> The task: Which lines of the listing below contain the string "stone", where uppercase and lowercase count as different? Pull out each such line and copy it in full.

[Data provided start]

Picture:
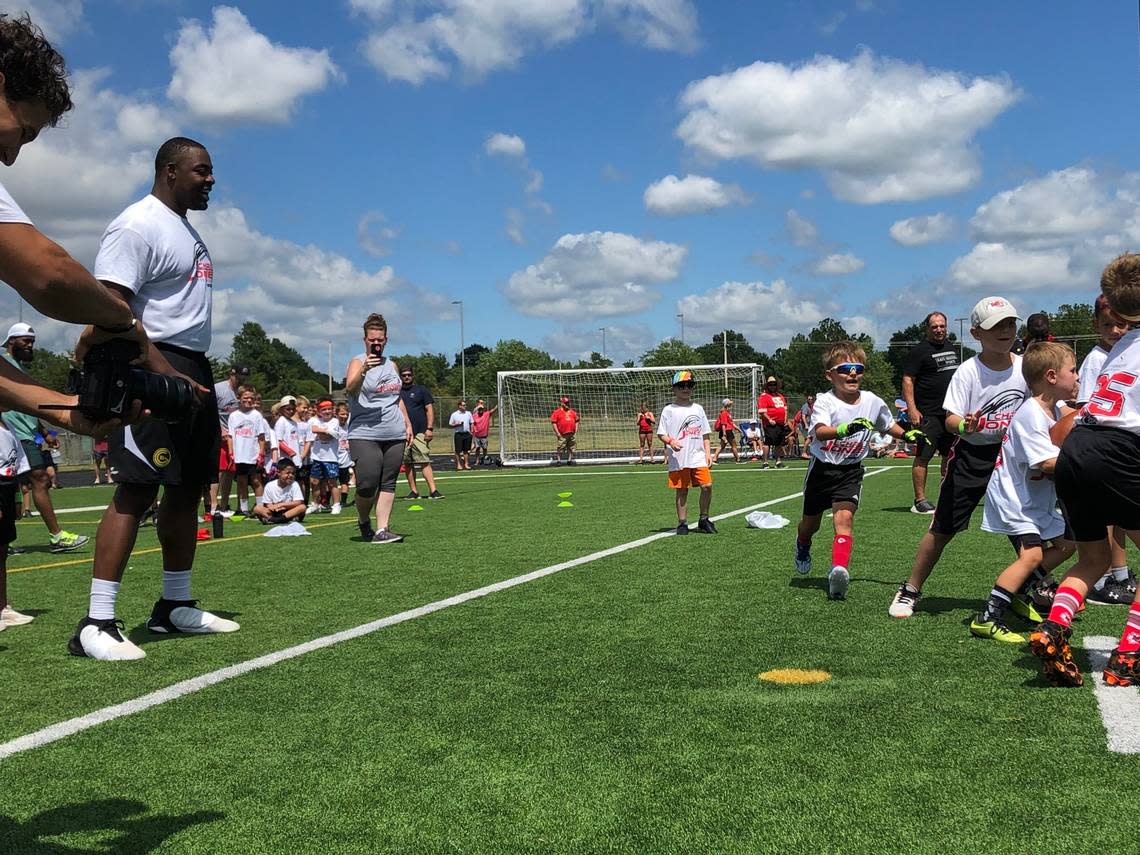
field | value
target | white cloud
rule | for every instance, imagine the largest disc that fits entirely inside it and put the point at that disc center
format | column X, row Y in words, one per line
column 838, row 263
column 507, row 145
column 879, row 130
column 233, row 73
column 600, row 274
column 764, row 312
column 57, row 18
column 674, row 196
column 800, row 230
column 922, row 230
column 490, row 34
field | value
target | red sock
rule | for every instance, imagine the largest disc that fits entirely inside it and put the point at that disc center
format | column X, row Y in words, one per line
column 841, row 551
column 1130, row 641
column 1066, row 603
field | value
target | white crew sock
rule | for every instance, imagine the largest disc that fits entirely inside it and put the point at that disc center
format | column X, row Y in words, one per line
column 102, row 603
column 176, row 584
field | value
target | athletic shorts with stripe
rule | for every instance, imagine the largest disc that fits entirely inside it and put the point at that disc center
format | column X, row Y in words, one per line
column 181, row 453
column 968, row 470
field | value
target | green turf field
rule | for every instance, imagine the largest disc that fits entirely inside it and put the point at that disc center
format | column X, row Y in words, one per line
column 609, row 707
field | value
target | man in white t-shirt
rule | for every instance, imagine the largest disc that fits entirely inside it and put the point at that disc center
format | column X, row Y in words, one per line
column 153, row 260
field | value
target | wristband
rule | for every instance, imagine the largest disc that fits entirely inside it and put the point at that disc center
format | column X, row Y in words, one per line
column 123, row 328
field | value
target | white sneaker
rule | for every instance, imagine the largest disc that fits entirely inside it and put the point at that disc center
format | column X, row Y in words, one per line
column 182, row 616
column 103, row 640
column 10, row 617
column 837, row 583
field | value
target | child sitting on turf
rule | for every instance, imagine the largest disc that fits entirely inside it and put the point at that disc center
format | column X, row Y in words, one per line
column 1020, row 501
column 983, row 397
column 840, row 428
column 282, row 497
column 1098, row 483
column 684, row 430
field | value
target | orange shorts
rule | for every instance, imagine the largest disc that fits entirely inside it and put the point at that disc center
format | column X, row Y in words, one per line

[Data provided end]
[Data provided start]

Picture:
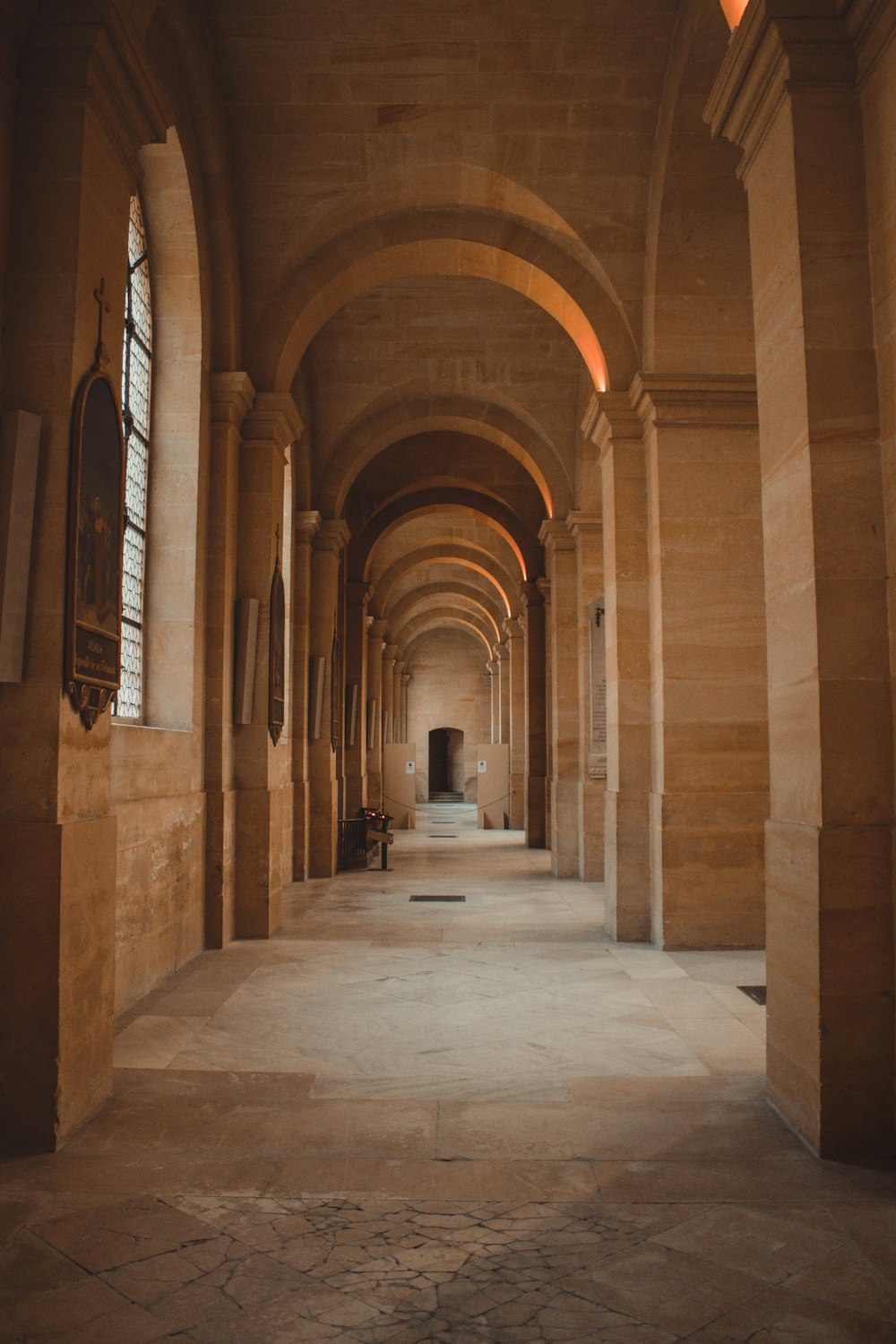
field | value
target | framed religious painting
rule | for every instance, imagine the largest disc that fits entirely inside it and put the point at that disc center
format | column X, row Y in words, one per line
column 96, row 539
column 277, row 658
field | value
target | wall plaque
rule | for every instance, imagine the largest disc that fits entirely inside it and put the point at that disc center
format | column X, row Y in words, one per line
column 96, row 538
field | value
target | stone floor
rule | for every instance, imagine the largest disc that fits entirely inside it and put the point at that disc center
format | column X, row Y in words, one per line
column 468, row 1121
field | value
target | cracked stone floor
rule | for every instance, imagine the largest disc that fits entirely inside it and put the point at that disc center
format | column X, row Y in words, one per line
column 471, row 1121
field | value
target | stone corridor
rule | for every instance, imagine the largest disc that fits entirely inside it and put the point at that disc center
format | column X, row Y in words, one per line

[Data provided end]
[Data provided start]

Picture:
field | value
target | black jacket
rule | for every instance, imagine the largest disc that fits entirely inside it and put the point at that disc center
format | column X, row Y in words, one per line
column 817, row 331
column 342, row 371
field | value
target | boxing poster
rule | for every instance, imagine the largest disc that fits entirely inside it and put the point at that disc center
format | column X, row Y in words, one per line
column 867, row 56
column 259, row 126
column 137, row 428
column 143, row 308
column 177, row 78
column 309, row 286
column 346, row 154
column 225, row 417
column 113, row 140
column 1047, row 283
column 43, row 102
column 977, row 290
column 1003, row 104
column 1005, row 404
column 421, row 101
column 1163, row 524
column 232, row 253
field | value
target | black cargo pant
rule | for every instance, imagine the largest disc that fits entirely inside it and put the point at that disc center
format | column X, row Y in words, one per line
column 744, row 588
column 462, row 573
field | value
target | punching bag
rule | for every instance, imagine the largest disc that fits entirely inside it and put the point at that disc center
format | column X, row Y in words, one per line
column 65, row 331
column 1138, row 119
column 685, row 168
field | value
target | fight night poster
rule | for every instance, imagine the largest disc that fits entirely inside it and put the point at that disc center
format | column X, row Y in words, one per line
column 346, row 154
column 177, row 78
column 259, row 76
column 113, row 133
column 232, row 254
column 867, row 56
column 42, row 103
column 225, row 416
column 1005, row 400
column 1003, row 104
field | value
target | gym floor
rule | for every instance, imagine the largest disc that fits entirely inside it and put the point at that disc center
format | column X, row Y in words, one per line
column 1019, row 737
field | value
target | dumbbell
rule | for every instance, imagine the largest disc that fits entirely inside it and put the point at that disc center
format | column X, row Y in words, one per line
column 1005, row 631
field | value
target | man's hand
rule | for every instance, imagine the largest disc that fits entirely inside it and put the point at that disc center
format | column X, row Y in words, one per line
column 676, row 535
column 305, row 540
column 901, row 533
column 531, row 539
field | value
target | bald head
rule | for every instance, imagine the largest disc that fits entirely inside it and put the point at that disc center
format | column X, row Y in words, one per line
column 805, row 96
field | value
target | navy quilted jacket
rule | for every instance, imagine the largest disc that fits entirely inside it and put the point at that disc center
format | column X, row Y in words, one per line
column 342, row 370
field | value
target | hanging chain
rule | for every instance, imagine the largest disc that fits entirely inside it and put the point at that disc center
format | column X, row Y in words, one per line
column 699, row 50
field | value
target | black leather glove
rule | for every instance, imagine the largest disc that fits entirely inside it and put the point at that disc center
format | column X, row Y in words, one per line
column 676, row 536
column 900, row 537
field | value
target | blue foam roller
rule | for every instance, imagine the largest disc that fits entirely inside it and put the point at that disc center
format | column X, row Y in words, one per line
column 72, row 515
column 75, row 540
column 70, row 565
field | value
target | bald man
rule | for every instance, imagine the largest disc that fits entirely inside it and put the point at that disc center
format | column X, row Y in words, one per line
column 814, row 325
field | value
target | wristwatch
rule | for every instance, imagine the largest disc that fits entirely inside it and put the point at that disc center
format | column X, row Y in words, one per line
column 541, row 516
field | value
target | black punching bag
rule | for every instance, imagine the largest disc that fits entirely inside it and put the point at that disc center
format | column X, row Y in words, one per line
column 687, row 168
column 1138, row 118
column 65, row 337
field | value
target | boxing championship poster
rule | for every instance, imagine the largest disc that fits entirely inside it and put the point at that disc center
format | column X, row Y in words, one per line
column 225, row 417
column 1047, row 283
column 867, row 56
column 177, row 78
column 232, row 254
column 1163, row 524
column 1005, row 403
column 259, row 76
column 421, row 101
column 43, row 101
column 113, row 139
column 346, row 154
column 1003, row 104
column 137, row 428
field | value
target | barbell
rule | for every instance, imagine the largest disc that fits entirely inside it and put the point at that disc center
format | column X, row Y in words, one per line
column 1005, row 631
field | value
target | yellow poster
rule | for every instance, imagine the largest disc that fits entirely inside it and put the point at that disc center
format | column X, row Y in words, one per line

[Data provided end]

> Complete output:
target | stone floor
target | cracked stone floor
target | stone corridor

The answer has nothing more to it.